* **TASK GOAL**: A verbatim copy of the entries is the required answer.

+---+

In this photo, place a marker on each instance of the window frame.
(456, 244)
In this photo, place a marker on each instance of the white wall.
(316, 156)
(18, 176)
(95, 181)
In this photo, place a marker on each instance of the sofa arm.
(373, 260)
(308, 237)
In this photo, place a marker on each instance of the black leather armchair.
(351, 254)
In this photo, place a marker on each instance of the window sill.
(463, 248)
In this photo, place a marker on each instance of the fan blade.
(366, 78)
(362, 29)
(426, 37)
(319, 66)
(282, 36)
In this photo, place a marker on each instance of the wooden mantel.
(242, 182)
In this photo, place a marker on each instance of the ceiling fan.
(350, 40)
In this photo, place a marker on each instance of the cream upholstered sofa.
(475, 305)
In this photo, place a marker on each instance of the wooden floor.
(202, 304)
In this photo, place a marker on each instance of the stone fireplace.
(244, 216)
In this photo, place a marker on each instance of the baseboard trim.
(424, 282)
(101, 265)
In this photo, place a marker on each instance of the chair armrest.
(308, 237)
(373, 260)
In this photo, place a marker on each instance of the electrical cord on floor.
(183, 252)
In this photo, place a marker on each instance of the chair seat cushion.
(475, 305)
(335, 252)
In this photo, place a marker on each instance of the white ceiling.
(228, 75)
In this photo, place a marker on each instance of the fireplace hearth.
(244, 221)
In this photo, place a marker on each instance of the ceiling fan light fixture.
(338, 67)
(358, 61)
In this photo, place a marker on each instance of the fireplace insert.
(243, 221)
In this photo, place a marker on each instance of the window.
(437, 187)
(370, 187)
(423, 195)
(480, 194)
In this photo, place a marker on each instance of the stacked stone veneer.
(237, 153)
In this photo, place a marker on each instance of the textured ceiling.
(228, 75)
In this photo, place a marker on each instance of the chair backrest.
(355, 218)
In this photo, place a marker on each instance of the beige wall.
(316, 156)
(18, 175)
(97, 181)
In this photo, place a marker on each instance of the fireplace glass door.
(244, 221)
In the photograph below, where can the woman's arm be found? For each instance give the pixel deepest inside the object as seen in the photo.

+---+

* **ANSWER TO THE EXERCISE**:
In this photo, place a marker on each instance of the window frame.
(456, 244)
In this photo, place a marker on each instance of the white wall.
(316, 156)
(18, 176)
(95, 181)
In this photo, place a marker on each instance of the sofa arm.
(373, 260)
(308, 237)
In this photo, place a marker on each instance of the black leather armchair.
(351, 254)
In this photo, place a marker on each instance of the window sill.
(463, 248)
In this photo, place a marker on each instance of the fan blade.
(366, 78)
(362, 29)
(426, 37)
(319, 66)
(282, 36)
In this photo, place a marker on each instance of the wooden mantel.
(242, 182)
In this photo, place a marker on each instance of the ceiling fan.
(350, 40)
In this photo, place a marker on each instance of the cream upholstered sofa.
(475, 305)
In this photo, place a marker on each instance of the wooden floor.
(202, 304)
In this photo, place a marker on each instance of the stone fireplace.
(244, 216)
In this photo, place a marker on each instance of the baseboard trim.
(424, 282)
(101, 265)
In this photo, place a marker on each instance of the chair armrest.
(308, 237)
(373, 260)
In this photo, place a marker on each instance of the electrical cord on floor.
(183, 252)
In this photo, place a marker on each instance of the chair seat cushion.
(475, 305)
(335, 252)
In this photo, place a marker on each instance of the white ceiling.
(228, 75)
In this photo, place a marker on each instance of the fireplace hearth.
(244, 221)
In this photo, place a marker on each instance of the ceiling fan light fixture.
(338, 67)
(358, 61)
In this photo, place a marker on each instance of the fireplace insert.
(243, 221)
In this photo, place a marker on each instance of the window.
(437, 187)
(370, 187)
(423, 195)
(480, 194)
In this photo, place a marker on each instance of the stacked stone veneer.
(237, 153)
In this photo, place a marker on each instance of the textured ceiling.
(228, 75)
In this photo, place a marker on each instance of the chair backrest.
(355, 218)
In this photo, place a marker on each instance of the beige wall.
(316, 156)
(18, 175)
(97, 181)
In this photo, place a marker on each instance of the fireplace glass door.
(244, 221)
In the photograph below, where can the woman's arm be found? For each instance give the pixel deepest inside the object as seen in the photo.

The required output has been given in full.